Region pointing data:
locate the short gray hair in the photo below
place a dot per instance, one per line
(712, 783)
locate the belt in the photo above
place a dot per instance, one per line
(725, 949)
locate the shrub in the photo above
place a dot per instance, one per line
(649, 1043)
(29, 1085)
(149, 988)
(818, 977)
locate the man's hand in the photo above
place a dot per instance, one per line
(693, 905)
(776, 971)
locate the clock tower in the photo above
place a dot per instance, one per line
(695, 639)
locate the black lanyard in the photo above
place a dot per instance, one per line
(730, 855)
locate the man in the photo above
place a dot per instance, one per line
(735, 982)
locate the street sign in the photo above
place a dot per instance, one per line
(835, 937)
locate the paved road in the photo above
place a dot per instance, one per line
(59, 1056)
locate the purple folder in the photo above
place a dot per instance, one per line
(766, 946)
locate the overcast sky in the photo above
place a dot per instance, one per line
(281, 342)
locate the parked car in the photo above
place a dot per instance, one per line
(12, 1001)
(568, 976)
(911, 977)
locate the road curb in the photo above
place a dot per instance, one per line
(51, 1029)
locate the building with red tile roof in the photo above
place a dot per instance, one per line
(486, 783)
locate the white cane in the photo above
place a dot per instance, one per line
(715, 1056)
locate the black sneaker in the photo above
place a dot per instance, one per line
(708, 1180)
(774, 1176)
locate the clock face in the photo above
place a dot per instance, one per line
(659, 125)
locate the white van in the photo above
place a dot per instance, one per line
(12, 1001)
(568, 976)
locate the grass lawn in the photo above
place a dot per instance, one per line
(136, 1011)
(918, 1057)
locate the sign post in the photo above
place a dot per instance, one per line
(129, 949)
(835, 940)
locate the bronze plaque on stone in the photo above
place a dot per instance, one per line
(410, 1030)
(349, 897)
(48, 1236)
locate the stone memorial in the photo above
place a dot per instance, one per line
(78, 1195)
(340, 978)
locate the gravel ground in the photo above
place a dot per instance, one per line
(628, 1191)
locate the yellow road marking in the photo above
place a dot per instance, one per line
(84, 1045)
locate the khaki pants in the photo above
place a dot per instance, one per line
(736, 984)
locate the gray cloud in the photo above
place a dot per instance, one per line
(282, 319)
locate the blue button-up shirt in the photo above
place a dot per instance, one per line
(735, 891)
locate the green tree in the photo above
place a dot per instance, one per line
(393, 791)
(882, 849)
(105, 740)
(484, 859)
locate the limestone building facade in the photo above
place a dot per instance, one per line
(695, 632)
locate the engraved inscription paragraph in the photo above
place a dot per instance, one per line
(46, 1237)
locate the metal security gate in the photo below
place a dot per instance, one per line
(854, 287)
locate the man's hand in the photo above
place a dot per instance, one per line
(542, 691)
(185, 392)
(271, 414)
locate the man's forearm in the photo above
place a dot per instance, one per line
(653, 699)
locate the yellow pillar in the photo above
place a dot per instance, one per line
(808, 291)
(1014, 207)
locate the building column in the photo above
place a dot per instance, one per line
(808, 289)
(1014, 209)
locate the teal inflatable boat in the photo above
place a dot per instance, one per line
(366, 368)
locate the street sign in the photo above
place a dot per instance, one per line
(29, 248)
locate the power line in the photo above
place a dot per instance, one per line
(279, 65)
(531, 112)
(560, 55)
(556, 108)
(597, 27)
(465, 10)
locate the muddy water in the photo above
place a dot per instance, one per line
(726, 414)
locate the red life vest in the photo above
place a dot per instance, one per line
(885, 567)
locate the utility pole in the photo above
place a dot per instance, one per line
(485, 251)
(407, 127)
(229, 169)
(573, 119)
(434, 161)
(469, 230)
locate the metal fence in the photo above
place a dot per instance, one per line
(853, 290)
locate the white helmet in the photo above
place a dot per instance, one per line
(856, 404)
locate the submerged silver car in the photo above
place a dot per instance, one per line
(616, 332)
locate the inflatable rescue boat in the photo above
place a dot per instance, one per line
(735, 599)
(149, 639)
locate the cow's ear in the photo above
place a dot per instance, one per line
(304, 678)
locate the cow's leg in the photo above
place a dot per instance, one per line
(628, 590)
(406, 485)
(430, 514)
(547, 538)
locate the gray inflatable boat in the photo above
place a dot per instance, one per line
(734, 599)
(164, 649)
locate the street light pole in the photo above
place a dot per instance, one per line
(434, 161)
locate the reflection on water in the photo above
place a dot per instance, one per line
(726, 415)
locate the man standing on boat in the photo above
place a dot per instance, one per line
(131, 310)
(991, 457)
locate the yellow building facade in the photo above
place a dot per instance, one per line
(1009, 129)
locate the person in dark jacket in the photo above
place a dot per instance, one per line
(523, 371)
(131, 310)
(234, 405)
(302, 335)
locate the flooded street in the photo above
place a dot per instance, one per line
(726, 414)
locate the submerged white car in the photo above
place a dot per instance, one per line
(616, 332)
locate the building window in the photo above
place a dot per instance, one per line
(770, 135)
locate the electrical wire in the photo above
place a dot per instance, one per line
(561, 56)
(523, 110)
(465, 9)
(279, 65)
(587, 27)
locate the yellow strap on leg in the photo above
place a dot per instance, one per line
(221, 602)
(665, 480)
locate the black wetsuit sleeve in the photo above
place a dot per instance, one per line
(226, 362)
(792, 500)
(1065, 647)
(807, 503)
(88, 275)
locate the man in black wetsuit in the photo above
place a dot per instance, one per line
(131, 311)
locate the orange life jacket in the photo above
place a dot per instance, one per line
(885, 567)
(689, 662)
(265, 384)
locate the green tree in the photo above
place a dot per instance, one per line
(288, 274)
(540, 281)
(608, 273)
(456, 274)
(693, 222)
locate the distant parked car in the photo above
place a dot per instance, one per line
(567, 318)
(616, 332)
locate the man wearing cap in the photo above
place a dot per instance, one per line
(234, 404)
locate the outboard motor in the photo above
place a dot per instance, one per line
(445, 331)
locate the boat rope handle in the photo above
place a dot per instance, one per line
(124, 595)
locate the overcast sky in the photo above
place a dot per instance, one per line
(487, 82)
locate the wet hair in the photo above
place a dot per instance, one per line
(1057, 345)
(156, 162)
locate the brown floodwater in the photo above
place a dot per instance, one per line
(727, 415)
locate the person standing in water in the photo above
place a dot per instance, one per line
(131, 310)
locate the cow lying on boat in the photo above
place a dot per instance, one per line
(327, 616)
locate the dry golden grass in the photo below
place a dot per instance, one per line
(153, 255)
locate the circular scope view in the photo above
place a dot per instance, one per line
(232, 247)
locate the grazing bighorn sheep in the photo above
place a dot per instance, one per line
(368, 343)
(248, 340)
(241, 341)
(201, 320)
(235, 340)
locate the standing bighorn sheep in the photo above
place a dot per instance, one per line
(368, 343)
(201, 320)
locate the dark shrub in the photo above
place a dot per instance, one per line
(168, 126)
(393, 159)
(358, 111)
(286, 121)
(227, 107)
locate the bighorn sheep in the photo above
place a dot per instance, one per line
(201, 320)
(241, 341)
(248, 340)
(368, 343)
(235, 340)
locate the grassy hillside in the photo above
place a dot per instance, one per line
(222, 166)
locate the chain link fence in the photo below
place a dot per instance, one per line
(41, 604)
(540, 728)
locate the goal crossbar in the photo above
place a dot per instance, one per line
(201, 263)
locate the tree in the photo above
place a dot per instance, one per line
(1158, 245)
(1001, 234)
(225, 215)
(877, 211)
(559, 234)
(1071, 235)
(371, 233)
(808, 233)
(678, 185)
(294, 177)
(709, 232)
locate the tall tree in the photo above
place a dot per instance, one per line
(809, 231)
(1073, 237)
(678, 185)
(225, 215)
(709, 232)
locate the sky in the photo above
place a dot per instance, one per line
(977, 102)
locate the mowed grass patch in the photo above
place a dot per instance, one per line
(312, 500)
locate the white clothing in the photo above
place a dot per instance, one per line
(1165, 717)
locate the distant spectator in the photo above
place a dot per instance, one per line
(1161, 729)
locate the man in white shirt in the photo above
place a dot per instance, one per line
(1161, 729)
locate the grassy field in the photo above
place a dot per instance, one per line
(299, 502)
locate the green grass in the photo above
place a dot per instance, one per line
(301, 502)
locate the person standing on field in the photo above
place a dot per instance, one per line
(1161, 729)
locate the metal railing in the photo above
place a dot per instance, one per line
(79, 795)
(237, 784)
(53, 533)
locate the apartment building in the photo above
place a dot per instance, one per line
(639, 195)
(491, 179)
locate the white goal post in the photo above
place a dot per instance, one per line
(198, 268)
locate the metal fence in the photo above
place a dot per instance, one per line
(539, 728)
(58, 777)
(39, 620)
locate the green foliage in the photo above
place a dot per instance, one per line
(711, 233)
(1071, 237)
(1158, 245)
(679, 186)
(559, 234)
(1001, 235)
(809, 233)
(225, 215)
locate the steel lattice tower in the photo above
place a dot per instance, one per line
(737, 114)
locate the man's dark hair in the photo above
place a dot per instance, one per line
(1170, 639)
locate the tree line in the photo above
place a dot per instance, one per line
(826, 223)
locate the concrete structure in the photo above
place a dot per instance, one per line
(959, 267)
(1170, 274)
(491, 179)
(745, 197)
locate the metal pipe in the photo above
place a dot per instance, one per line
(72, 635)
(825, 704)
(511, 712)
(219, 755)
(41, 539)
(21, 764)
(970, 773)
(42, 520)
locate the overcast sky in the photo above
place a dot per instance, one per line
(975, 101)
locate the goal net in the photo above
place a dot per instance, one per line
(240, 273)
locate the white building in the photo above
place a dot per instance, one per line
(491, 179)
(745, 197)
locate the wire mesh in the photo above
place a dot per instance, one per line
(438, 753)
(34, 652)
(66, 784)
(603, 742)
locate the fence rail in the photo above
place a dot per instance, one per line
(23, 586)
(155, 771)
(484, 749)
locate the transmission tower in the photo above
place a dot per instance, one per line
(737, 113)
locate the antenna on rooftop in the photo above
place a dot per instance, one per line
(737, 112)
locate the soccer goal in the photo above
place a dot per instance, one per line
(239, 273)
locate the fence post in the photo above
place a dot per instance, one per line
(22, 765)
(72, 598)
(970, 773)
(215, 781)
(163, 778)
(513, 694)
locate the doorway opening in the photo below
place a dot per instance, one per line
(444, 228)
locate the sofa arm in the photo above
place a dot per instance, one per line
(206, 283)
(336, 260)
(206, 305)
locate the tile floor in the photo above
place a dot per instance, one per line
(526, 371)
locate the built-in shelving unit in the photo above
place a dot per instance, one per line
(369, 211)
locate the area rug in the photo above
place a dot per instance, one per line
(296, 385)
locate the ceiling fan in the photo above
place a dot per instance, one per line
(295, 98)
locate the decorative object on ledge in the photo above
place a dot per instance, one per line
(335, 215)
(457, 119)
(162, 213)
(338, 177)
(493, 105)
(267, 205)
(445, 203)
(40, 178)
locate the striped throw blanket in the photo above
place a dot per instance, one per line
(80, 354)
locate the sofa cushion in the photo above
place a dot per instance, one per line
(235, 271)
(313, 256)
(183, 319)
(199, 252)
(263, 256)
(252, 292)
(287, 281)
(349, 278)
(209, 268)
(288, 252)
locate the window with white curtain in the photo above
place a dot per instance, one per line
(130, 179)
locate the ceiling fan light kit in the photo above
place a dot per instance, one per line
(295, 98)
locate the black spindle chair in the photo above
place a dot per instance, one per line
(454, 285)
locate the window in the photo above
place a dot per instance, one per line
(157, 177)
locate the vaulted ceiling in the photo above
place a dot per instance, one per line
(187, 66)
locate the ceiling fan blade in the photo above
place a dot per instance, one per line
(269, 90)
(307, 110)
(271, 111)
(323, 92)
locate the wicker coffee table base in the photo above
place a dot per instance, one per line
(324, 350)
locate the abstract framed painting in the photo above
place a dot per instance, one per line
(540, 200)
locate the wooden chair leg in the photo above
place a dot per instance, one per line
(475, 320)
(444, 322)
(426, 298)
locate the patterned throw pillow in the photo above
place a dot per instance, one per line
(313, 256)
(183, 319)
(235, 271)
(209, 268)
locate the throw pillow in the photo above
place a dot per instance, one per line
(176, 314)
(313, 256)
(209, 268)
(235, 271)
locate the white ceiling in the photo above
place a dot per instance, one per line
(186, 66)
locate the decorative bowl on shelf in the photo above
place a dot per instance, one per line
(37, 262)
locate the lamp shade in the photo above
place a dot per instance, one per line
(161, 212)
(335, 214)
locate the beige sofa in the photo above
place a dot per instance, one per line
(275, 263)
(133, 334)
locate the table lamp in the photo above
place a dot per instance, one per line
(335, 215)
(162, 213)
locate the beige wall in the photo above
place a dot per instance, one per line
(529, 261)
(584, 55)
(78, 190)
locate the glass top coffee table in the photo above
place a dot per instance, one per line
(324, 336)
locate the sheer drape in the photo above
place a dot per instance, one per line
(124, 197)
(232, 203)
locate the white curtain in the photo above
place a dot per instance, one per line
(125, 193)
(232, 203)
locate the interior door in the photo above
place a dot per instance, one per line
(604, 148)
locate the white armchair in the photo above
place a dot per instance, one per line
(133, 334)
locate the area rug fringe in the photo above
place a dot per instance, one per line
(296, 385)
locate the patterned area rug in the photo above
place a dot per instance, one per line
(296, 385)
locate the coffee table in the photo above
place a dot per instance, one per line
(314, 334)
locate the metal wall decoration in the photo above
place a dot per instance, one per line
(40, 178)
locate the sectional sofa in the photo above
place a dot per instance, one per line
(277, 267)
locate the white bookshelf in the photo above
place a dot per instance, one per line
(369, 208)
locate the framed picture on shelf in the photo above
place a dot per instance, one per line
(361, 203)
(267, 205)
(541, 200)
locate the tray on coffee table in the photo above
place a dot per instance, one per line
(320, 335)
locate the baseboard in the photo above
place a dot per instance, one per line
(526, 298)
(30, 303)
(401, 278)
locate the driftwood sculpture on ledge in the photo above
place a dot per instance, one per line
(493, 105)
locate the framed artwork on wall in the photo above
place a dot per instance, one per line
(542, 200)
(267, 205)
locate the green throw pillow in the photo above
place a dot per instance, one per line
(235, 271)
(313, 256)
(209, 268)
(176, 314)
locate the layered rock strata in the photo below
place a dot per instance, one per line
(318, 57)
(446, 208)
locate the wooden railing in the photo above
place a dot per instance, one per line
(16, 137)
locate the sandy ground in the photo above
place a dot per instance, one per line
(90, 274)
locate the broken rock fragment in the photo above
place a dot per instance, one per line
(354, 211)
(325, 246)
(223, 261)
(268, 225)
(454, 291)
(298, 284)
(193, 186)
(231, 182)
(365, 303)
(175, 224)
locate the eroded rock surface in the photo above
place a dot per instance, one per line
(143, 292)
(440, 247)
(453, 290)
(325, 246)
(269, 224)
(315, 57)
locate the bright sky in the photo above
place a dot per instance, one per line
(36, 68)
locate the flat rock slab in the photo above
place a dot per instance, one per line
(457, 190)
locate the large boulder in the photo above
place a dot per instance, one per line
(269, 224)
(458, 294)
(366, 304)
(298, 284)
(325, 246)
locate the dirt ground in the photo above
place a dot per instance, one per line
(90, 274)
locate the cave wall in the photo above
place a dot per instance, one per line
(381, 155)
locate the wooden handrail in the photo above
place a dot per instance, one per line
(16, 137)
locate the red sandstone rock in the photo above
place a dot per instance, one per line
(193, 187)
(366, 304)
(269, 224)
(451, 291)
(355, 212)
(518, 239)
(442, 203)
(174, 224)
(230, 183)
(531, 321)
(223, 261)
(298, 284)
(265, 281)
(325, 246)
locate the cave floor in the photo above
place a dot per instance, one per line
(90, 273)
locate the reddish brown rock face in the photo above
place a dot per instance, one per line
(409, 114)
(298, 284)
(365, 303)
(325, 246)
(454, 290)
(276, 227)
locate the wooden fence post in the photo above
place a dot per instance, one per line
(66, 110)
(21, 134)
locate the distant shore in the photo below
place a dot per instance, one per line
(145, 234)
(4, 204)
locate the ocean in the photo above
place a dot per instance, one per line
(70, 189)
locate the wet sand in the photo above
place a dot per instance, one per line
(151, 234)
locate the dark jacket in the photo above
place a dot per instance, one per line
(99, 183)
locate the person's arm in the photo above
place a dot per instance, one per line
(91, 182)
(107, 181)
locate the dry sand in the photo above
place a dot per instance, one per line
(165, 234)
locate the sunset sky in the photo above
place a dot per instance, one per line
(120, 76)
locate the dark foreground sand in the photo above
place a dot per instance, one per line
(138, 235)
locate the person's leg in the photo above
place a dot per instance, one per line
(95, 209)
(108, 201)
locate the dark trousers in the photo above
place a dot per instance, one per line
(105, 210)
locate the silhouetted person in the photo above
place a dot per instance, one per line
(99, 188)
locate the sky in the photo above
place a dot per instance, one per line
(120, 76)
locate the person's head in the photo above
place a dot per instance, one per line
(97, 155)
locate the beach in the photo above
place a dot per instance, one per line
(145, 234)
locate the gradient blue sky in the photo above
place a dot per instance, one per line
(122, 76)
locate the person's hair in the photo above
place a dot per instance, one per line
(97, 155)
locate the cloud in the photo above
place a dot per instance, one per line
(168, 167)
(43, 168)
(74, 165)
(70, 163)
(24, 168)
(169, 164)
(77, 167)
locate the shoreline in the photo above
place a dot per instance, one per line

Work order — In the records, how many lines have the word "below" in them? Only the number is needed.

Solution for this task — 7